__To do__. Write out the material below again, unchanged.

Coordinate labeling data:
________________________

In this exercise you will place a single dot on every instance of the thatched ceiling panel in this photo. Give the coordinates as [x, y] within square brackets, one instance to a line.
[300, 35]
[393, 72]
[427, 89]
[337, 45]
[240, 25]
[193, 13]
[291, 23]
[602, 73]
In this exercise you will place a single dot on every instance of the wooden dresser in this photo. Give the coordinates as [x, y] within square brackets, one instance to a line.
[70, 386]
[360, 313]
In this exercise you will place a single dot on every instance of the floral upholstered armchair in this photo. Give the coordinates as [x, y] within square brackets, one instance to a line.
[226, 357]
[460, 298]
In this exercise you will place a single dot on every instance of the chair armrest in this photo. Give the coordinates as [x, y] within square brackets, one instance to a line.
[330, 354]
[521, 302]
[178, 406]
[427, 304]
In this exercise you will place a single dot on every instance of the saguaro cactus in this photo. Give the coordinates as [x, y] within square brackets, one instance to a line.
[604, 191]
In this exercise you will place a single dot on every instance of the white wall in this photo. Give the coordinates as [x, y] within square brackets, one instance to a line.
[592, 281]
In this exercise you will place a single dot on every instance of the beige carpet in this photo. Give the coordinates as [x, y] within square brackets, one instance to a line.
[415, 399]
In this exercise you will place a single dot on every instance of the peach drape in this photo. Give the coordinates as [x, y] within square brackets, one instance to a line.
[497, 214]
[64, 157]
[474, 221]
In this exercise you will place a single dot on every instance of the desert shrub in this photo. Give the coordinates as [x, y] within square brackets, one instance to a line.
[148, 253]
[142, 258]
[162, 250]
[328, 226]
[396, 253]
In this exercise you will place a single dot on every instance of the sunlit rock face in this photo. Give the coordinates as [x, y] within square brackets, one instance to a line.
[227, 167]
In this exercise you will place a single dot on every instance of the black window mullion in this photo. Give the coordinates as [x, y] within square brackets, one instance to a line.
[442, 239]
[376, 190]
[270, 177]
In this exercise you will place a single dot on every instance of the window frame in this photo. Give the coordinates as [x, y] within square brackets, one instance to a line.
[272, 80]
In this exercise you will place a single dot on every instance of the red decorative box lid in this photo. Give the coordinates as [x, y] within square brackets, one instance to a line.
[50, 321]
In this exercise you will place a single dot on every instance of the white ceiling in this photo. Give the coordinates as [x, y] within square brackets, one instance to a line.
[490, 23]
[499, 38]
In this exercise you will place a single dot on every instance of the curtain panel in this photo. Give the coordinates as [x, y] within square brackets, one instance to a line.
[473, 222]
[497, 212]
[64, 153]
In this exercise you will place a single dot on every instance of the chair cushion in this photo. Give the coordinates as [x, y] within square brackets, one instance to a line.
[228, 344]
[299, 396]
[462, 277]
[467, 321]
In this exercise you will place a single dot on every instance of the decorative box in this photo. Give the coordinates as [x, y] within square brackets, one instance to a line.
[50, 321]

________________________

__Answer below__.
In this exercise you will place a single dot on every instance of the thatched ceiling panel in this photo. Give the coordinates as [x, y] within square brackets, one instance to a line.
[300, 35]
[393, 72]
[427, 89]
[337, 45]
[240, 25]
[193, 13]
[291, 23]
[602, 73]
In this exercise you will place a single dot on every instance of the wooden dresser in this photo. Give the coordinates as [x, y] within square brackets, one instance to a line.
[70, 386]
[360, 313]
In this exercise you will place a single dot on every instance of the floral upholstered armchair in this photo. Give the coordinates as [x, y] within square brackets, one instance to a line.
[226, 357]
[460, 298]
In this exercise you will place a single dot on every instance of the chair armrest in this photo. Give the coordinates as [x, y] within square brackets, one instance to a line.
[330, 354]
[521, 302]
[178, 406]
[427, 304]
In this exercise you will place a single dot on every instance of the saguaro cactus in this photo. Give the coordinates as [x, y] within square brackets, one instance to a line.
[604, 191]
In this exercise you will place a single dot on every instance of the white wall in this photo. Give the coordinates as [x, y] within square brackets, one instance to a line.
[592, 281]
In this exercise you will place a single dot on every instance of the beige carpet in this photo. Give the coordinates as [x, y] within square brackets, one instance to a line.
[415, 399]
In this exercise you will place a single dot on every instance of the peach drape in this photo. Give the coordinates as [x, y] within square brackets, one instance to a line.
[497, 214]
[64, 157]
[474, 221]
In this exercise you will place a single dot on every instance of the desert shrub in this photo. Give the coordinates as [x, y] within square brackets, one instance to a line.
[148, 253]
[142, 258]
[162, 250]
[328, 226]
[396, 253]
In this exercise you will place a single dot on every instance of the sunlit rock face in this photo. Give the coordinates as [x, y] within square brackets, one instance to a line.
[227, 167]
In this exercise you will place a single dot on every instance of the black window mullion in this photo. Give the coordinates as [x, y] within square brackets, one instance to a line.
[442, 239]
[376, 190]
[270, 177]
In this exercise you will place a single dot on every instance of the window frame in this photo. Give the coordinates as [x, y] within square brackets, one instance to a line.
[272, 80]
In this exercise you will place a single dot on every instance of the red decorative box lid in this photo. Give the coordinates as [x, y] within square brackets, one instance to a line.
[50, 321]
In this exercise you will place a single dot on every instance of the white ceiling in this photo. Give the coordinates as [x, y] within square brackets, one instance to a line.
[490, 23]
[499, 38]
In this exercise you will place a single dot on every instance of the curtain panel in this photo. Give the coordinates as [x, y] within square brackets, one instance to a line.
[473, 222]
[497, 212]
[64, 153]
In this exercise you will place a single dot on every instance of the chair cushion in this photo. Give the coordinates as [x, y] within square brackets, one instance to a line.
[228, 344]
[299, 396]
[462, 277]
[467, 321]
In this exercise you will place a single dot on every instance of the decorative box in this photo. Give the coordinates as [x, y] within square brackets, one instance to a line.
[50, 321]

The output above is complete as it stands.